Requirements.
Which lines of the items below contain the word "background"? Return each of those lines in full.

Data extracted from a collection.
....
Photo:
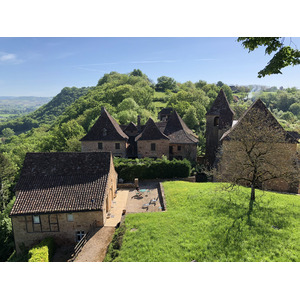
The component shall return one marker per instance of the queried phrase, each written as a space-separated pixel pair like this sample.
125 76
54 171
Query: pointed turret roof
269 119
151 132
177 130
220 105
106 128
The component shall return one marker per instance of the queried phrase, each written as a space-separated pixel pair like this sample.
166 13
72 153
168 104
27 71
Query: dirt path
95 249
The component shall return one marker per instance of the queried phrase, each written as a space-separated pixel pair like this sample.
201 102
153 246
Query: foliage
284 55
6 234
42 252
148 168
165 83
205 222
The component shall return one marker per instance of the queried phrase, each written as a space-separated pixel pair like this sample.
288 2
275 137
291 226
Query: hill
....
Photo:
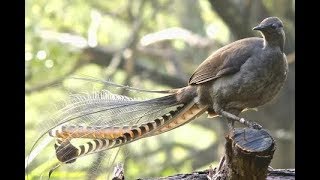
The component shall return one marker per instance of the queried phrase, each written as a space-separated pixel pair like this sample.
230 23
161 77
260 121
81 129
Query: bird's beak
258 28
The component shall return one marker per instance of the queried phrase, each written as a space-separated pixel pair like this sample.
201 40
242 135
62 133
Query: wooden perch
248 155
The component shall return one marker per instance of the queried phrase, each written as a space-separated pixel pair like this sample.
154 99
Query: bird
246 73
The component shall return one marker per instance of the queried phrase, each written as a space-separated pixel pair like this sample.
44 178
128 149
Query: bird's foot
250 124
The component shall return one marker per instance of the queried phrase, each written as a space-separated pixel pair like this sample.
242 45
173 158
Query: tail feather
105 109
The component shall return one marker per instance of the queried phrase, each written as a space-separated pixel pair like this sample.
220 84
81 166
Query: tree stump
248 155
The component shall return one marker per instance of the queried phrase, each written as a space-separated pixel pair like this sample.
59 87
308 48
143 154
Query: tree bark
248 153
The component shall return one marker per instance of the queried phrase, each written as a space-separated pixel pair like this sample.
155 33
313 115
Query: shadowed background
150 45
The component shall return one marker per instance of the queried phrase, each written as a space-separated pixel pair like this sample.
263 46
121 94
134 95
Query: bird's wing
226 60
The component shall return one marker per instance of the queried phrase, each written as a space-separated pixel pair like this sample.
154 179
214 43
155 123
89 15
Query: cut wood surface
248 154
....
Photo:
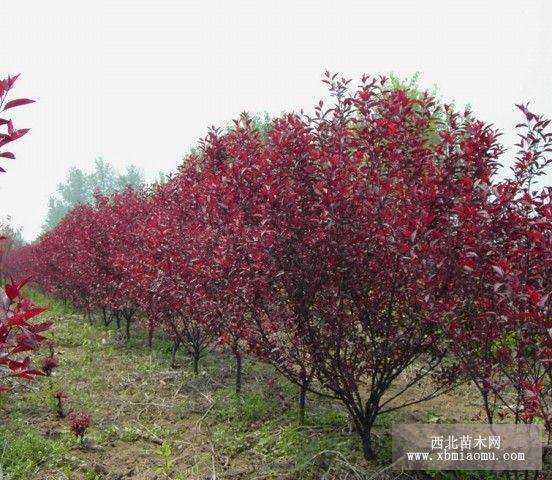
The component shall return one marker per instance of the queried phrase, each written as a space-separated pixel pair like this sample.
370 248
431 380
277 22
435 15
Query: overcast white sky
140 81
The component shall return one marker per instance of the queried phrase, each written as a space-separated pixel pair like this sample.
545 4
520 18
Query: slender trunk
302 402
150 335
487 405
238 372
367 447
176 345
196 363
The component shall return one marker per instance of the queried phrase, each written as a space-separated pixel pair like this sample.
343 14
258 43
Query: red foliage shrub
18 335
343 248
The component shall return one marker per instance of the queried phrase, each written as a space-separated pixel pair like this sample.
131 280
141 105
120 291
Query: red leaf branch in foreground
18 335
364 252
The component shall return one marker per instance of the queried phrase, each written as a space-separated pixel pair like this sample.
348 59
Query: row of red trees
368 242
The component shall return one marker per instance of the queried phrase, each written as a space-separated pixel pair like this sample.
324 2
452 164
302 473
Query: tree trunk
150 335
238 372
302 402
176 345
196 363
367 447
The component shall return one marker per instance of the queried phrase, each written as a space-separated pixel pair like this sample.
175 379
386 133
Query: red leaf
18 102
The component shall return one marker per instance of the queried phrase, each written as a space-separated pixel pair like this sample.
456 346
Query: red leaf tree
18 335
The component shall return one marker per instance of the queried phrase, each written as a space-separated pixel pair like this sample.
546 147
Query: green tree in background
....
Worked solution.
Query: shadowed background
Query: green tree in background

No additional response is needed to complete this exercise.